§ **PASSAGE TO READ**
§ §
The Eastern Caribbean Central Bank (ECCB) said that one of the plans for its digital currency, DCash, would be for customers to be able to make transactions using the e-currency internationally.

DCash was launched in 2021 as a real-time payment option within the Eastern Caribbean Currency Union (ECCU), offering a safer, faster and cheaper method of making payments, and sending and receiving funds to and from other DCash users and merchants.

ECCB Governor Timothy NJ Antoine said in the post-pilot phase international payments will be on the cards.

The Governor noted that “in the next phase of DCash, we do have the possibility of making it more available to the diaspora,” he said, adding that persons living outside the Caribbean can use DCash “but they have to use it in EC dollars…you cannot use US dollars”.

“Our focus initially was on the domestic side, getting the currency up and running, get people involved, see how it works in [the Caribbean] but we have been getting requests to have a more direct way for the diaspora to use the DCash,” he explained.

Meanwhile, Governor Antoine acknowledged that DCash has suffered from a lack of marketing, which the bank is hoping to improve over the next 12 months.
§ §
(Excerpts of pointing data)
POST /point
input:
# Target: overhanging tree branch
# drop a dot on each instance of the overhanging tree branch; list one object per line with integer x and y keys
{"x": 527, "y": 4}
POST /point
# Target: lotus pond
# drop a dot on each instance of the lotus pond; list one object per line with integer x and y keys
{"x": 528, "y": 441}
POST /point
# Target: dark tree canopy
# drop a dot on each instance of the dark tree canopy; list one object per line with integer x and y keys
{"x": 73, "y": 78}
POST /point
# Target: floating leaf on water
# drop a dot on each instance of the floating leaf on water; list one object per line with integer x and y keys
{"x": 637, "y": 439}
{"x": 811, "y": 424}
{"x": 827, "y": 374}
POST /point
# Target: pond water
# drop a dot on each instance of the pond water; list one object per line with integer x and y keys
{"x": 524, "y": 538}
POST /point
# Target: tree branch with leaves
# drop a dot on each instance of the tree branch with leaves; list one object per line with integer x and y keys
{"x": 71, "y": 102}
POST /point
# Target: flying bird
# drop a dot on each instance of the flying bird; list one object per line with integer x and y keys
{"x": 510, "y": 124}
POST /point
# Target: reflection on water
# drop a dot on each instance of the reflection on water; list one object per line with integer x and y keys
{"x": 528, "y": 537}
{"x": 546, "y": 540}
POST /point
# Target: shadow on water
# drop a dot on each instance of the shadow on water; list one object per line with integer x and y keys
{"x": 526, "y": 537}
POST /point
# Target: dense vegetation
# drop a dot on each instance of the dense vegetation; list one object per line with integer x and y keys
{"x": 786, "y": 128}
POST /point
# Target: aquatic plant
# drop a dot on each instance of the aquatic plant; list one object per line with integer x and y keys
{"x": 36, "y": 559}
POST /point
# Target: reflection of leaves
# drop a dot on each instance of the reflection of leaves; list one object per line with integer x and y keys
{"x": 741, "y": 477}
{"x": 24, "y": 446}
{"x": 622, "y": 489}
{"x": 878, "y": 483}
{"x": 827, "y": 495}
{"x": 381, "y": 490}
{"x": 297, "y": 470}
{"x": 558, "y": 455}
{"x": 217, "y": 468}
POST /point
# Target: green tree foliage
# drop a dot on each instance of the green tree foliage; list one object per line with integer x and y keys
§ §
§ **INSTRUCTIONS**
a) Switch "DCash" to "ECash" in the DCash text and give that part again, beginning at the words "The Eastern Caribbean Central" and stopping after "on the cards.".
b) Say whether each statement agrees with the DCash text, and give yes or no with the deciding words quoted from it: (i) DCash was launched in 2021. (ii) People living outside the Caribbean can use DCash in US dollars. (iii) The bank hopes to improve the marketing of DCash over the next 12 months.
The items have no connection to the DCash text.

§ **PER-TASK OUTPUTS**
a)
The Eastern Caribbean Central Bank (ECCB) said that one of the plans for its digital currency, ECash, would be for customers to be able to make transactions using the e-currency internationally.

ECash was launched in 2021 as a real-time payment option within the Eastern Caribbean Currency Union (ECCU), offering a safer, faster and cheaper method of making payments, and sending and receiving funds to and from other ECash users and merchants.

ECCB Governor Timothy NJ Antoine said in the post-pilot phase international payments will be on the cards.

b)
(i) Yes: "DCash was launched in 2021"
(ii) No: "you cannot use US dollars"
(iii) Yes: "which the bank is hoping to improve over the next 12 months"